-- START OF THE DATA --

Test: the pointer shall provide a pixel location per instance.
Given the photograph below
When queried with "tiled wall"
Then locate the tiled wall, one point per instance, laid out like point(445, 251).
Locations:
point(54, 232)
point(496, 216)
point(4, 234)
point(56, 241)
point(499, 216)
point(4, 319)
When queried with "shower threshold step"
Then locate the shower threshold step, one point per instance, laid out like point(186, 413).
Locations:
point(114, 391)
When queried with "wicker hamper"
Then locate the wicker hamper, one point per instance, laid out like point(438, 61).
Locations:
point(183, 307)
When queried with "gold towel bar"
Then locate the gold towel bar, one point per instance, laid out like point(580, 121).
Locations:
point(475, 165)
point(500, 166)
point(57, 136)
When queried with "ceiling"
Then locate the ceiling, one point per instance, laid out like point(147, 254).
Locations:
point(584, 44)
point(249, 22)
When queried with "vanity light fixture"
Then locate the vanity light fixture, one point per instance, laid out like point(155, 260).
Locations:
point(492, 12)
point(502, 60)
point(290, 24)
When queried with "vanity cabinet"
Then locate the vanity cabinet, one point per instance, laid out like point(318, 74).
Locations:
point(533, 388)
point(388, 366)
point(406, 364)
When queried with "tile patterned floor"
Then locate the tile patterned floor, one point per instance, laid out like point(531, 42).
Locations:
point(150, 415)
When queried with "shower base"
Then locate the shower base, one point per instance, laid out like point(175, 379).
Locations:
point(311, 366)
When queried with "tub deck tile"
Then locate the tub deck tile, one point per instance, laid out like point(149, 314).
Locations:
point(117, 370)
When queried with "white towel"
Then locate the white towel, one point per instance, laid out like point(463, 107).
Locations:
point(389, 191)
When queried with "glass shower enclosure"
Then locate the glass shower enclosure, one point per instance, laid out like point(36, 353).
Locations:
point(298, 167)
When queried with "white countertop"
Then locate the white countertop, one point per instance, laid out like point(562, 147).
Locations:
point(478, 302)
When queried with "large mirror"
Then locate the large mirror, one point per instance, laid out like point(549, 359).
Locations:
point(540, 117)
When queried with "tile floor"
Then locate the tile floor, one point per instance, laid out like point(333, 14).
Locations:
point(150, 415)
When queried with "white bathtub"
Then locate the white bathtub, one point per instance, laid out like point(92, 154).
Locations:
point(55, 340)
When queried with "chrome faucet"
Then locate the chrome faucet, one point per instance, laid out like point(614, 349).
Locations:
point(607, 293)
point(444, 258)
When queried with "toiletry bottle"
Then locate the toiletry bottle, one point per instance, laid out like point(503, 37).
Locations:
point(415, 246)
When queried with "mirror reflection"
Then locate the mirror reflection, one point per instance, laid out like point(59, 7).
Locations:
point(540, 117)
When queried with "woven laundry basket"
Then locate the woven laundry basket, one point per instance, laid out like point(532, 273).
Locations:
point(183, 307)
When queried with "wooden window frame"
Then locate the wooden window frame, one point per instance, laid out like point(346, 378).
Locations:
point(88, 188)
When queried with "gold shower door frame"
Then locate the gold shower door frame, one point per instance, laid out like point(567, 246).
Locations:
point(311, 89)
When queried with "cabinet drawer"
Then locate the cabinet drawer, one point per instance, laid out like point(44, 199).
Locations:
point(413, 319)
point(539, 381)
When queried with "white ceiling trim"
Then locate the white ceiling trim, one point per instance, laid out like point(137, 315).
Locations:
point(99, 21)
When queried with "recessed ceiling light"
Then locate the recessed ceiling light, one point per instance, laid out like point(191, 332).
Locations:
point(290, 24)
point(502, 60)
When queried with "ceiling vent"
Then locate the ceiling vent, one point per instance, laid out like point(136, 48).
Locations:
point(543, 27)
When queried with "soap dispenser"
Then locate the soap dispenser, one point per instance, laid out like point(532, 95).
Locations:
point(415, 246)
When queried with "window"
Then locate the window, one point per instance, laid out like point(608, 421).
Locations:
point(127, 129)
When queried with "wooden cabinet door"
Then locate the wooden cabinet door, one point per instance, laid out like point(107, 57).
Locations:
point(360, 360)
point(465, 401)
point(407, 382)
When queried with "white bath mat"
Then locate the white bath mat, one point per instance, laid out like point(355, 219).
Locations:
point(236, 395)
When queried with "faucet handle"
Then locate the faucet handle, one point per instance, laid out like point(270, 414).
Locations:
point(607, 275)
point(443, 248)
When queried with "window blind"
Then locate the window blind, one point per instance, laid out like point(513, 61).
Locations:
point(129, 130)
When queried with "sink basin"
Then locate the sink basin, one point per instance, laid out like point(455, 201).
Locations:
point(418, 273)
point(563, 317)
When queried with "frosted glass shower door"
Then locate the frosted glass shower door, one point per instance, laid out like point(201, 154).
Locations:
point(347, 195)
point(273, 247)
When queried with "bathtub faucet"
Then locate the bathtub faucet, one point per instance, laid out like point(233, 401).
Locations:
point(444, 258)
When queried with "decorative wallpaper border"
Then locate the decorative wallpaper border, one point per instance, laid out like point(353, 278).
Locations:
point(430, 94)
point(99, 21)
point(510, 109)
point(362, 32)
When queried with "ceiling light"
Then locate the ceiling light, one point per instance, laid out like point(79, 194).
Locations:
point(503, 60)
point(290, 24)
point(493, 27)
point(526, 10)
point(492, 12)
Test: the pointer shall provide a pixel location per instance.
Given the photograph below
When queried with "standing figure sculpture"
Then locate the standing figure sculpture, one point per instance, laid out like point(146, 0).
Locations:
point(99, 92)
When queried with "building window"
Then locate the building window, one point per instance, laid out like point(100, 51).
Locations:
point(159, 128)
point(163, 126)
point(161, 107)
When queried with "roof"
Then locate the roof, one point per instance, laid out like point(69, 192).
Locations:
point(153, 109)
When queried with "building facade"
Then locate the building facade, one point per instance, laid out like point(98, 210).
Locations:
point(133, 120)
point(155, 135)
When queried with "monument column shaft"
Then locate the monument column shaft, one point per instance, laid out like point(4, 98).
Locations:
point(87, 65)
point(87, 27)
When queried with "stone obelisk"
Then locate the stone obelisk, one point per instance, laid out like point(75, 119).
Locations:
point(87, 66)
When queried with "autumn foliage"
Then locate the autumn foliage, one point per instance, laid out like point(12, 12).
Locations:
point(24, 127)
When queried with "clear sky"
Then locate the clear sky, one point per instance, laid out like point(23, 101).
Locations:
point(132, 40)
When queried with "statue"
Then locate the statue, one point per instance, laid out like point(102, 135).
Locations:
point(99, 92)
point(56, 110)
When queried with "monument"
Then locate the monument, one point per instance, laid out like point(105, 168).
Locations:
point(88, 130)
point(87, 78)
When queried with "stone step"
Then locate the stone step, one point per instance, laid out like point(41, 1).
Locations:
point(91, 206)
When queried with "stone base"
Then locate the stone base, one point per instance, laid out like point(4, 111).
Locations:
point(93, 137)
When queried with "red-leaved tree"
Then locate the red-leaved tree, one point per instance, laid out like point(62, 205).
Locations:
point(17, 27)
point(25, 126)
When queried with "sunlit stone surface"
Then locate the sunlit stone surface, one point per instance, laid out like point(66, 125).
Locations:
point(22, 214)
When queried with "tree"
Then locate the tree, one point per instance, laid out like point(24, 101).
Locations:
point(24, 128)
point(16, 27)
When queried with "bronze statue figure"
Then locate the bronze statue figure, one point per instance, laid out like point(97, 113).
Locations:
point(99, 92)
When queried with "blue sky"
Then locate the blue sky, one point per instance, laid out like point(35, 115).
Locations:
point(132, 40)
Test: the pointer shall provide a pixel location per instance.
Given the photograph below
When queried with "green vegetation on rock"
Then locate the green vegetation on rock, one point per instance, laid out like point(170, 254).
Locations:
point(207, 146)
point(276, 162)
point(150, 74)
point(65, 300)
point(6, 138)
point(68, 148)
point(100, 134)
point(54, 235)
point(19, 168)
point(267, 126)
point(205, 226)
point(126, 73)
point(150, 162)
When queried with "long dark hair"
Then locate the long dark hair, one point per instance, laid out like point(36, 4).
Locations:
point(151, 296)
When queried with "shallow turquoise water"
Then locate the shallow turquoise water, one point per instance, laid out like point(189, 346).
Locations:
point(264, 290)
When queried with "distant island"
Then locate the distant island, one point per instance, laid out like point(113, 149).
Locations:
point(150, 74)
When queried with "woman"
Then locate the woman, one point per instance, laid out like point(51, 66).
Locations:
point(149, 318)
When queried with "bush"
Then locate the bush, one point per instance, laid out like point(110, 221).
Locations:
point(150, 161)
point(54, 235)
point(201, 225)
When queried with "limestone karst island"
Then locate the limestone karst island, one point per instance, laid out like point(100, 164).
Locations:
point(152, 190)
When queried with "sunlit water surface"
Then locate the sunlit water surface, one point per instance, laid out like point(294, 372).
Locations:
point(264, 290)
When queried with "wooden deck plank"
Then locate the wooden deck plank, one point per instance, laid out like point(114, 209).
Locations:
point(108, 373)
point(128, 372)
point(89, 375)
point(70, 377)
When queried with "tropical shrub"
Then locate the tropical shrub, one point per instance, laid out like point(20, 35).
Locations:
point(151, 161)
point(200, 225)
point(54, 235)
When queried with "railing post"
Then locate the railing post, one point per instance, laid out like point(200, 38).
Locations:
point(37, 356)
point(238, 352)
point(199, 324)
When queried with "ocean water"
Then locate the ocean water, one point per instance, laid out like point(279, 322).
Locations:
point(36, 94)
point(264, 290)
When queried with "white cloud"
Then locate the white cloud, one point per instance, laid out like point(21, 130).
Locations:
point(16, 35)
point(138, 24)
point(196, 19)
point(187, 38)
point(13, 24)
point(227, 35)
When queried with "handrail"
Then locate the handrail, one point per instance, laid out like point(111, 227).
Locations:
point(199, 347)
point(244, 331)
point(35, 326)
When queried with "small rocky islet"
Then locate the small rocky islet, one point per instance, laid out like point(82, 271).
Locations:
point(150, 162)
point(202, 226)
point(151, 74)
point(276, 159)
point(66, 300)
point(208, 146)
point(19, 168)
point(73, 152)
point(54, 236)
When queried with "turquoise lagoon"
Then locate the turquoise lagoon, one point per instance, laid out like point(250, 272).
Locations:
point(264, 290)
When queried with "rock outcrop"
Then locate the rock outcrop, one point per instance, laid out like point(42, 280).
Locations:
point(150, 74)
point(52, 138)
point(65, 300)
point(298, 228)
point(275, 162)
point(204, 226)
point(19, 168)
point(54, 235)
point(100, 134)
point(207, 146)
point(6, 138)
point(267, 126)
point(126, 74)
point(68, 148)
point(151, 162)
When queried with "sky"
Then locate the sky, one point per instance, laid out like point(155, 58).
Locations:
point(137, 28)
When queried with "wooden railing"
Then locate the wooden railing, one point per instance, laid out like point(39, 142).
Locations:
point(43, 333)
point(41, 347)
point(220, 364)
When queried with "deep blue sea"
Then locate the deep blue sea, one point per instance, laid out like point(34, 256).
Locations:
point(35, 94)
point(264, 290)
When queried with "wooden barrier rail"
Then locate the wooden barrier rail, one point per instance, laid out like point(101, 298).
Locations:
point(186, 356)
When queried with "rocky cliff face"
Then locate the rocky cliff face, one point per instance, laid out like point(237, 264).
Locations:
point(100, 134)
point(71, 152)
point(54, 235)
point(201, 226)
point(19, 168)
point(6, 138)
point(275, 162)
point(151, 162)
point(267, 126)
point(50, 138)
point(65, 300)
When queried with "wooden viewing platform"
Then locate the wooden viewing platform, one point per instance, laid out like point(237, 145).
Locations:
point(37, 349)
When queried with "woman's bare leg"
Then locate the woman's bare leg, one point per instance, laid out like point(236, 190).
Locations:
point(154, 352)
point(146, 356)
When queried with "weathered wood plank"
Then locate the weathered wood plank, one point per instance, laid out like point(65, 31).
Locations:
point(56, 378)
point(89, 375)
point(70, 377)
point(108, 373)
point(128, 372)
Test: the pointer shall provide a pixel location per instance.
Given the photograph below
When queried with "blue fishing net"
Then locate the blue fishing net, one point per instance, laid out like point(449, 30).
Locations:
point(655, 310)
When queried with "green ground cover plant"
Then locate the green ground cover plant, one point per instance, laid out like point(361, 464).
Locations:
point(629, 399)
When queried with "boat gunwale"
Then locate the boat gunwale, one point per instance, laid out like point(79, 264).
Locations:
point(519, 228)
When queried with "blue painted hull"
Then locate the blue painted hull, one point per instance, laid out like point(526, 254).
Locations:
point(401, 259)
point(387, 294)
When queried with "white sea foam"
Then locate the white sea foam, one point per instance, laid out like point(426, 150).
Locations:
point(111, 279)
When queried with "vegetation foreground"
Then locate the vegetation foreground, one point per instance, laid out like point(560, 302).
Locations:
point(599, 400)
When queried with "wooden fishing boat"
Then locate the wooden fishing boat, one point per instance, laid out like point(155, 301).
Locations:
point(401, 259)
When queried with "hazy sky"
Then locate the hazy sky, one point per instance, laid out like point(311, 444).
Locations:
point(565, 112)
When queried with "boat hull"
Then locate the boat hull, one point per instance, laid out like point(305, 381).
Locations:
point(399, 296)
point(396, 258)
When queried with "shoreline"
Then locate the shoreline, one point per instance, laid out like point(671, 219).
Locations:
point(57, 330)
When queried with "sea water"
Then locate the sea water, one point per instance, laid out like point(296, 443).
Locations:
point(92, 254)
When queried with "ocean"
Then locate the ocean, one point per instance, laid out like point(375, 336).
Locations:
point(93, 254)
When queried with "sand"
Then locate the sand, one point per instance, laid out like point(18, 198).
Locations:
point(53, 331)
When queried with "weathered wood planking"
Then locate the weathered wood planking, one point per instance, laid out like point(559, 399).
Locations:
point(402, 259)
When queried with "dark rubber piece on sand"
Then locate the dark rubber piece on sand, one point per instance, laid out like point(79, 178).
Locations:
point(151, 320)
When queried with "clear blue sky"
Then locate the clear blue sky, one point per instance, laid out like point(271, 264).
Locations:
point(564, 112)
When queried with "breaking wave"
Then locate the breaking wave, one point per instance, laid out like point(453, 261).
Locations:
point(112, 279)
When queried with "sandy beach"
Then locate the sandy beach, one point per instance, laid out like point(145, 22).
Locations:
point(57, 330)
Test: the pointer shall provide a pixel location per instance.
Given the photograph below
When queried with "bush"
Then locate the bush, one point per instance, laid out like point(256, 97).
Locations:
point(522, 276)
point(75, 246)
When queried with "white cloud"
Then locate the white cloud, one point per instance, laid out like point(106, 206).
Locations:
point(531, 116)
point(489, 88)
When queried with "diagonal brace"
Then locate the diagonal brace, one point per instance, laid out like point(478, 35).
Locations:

-- END OF THE DATA --

■ TASK INSTRUCTIONS ■
Pull out every line above that contains the word "statue", and copy each one in full.

■ EXERCISE OUTPUT ■
When queried with "statue"
Then locate the statue, one point per instance, laid out like point(102, 135).
When queried with "bronze statue figure"
Then locate the bronze statue figure, one point per instance, laid out like point(97, 113).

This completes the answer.